Can you reproduce the lines below word for word, from the line with "Note: annotate every instance of the yellow" up to and including the line with "[1116, 554]", and nothing else?

● **Material to process**:
====

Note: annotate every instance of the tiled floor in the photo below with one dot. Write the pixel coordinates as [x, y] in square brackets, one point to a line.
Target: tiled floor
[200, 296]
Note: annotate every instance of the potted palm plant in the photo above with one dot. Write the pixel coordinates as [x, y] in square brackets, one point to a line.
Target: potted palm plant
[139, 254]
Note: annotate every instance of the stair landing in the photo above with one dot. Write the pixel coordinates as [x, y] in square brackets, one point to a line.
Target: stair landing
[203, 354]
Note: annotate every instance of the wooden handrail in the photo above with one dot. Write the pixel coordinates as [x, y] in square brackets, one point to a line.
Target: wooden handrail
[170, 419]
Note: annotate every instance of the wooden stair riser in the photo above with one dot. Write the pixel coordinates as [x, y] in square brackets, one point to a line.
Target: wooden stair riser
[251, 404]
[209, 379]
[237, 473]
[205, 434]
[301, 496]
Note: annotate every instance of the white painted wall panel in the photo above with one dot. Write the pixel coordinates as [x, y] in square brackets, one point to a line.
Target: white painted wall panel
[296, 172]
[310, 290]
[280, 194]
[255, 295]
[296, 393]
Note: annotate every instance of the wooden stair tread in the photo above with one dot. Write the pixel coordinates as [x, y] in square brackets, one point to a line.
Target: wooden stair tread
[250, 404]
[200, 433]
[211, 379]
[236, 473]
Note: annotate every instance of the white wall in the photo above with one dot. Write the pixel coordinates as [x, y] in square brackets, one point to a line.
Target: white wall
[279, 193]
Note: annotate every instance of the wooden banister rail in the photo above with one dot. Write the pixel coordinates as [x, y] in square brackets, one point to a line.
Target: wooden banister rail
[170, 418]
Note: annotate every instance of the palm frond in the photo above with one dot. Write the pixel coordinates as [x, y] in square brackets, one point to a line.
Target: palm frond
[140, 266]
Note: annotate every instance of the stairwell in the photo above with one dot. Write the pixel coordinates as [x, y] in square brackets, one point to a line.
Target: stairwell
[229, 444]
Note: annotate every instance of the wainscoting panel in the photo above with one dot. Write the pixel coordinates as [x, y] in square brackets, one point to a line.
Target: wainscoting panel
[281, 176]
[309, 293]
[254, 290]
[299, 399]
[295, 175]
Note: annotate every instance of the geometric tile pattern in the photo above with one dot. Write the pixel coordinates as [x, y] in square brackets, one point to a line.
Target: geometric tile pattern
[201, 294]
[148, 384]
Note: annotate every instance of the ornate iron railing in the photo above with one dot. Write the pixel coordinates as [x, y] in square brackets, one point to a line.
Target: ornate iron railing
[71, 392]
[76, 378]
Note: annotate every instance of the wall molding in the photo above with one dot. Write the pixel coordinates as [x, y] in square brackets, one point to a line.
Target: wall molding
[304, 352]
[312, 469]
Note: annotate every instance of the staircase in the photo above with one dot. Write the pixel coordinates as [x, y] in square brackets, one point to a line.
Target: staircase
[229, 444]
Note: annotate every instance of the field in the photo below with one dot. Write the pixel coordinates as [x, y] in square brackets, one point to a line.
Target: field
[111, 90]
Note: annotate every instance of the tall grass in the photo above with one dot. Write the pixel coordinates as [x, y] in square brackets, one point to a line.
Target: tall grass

====

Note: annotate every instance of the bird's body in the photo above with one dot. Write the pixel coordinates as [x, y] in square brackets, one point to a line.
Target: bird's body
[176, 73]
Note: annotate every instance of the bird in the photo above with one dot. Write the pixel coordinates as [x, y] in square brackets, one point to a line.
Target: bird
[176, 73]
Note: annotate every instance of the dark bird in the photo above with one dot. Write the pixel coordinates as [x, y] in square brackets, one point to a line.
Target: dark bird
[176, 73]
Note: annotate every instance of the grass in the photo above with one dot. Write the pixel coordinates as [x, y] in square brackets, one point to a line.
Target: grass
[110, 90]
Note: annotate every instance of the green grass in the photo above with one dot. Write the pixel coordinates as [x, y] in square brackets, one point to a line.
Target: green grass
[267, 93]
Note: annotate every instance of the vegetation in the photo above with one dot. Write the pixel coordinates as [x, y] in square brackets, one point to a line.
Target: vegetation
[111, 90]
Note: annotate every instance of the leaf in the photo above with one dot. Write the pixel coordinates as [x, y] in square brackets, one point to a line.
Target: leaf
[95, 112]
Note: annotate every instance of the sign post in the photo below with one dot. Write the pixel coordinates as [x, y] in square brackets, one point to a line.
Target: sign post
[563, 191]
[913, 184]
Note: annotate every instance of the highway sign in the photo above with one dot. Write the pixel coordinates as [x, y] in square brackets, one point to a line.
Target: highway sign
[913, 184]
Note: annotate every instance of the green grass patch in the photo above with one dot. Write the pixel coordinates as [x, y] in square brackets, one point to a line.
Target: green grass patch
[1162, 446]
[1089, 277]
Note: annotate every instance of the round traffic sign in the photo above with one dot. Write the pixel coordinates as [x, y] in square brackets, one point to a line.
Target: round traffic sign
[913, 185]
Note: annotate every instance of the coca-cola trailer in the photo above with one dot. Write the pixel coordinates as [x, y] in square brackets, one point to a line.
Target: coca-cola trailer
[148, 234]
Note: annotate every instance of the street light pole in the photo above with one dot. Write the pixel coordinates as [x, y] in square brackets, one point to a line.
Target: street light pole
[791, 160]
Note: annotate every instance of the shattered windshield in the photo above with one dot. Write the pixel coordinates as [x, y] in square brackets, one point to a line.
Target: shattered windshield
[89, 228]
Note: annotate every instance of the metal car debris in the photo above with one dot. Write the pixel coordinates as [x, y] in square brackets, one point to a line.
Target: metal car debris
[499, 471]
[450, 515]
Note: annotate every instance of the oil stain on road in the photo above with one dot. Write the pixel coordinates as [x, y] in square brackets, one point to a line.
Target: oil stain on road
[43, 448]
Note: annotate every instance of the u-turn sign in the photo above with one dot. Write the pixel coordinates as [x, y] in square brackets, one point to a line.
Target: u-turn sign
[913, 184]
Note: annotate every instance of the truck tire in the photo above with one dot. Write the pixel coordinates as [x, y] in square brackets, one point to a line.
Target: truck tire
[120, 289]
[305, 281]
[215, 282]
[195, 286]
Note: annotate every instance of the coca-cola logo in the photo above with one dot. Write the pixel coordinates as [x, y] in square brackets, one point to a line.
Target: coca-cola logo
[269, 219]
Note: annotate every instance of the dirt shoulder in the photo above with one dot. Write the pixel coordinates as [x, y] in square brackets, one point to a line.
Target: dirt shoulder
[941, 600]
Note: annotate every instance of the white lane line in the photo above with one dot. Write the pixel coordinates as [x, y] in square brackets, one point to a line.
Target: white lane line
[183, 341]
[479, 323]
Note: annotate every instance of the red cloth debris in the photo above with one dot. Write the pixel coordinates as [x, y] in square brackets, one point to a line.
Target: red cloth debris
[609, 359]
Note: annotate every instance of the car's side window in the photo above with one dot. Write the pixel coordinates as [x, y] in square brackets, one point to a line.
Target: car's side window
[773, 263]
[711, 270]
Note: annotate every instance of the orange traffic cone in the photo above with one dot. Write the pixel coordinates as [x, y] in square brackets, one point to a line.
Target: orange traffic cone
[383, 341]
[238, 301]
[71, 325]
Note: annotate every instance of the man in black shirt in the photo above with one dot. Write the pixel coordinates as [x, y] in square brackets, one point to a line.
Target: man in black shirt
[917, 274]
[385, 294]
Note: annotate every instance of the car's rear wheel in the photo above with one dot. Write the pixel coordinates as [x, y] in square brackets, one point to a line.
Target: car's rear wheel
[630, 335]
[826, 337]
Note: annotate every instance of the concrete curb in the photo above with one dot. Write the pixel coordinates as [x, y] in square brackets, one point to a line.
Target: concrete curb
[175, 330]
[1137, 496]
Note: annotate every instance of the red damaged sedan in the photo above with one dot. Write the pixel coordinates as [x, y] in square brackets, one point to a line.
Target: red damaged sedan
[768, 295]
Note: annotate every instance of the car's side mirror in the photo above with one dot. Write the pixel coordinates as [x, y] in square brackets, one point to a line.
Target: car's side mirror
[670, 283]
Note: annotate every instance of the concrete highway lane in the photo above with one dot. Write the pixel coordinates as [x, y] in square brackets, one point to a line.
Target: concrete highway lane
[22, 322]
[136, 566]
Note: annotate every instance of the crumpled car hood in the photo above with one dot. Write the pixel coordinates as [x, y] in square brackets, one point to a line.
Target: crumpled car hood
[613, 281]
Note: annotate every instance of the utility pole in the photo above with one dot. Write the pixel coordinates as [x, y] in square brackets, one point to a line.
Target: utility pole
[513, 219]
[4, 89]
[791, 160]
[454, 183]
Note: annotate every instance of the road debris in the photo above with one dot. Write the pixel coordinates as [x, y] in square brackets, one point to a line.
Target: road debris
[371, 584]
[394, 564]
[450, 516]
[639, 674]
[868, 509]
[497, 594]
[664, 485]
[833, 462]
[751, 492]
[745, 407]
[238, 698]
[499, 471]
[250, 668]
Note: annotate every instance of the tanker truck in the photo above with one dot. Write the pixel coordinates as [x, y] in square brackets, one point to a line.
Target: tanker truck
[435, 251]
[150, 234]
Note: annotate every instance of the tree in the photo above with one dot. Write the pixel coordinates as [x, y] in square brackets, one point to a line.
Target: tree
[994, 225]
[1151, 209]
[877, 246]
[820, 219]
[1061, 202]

====

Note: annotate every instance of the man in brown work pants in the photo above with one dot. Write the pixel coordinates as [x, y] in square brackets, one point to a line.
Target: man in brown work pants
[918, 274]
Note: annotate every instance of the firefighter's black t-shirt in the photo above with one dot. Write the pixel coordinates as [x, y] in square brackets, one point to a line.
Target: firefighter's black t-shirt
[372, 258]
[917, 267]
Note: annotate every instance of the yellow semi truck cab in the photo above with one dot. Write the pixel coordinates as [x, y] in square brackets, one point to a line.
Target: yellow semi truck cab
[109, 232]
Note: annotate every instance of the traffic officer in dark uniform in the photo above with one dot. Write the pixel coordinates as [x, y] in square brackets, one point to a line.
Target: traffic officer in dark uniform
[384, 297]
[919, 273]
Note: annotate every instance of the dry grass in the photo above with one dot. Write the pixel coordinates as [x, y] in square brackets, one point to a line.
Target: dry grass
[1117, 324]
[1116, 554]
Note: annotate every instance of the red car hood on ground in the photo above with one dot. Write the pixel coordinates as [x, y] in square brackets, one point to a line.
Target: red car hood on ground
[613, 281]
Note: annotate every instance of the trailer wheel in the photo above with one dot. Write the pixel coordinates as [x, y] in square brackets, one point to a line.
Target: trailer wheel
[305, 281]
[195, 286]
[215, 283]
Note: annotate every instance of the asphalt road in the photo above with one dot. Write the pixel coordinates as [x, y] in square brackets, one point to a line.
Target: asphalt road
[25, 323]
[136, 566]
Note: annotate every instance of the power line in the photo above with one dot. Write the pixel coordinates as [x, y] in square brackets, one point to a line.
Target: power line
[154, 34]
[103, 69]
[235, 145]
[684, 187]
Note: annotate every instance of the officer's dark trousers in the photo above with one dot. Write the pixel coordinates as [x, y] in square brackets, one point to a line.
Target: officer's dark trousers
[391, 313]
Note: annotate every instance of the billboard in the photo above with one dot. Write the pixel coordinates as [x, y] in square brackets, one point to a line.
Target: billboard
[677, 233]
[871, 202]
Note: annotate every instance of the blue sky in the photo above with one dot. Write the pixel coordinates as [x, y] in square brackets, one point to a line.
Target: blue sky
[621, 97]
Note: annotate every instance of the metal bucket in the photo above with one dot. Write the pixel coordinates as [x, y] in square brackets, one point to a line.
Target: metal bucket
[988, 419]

====

● **Answer for this exercise**:
Note: annotate every instance of the yellow semi truck cab in the photo above with one dot. Write the pixel coordinates as [x, y] in square brackets, one point to a line.
Target: yellow semi truck cab
[109, 232]
Note: annotate every instance of the traffic officer in dark uniform in the photo above with one dot. Write the pixel coordinates as [x, y] in square brackets, one point to a line.
Target: traffic officer in dark uniform
[384, 297]
[919, 273]
Note: annotate every instance of the dry grass in the photo above with one dot. Write the pixel coordinates as [x, y] in square brackets, one point to a line.
Target: dry grass
[1117, 324]
[1116, 554]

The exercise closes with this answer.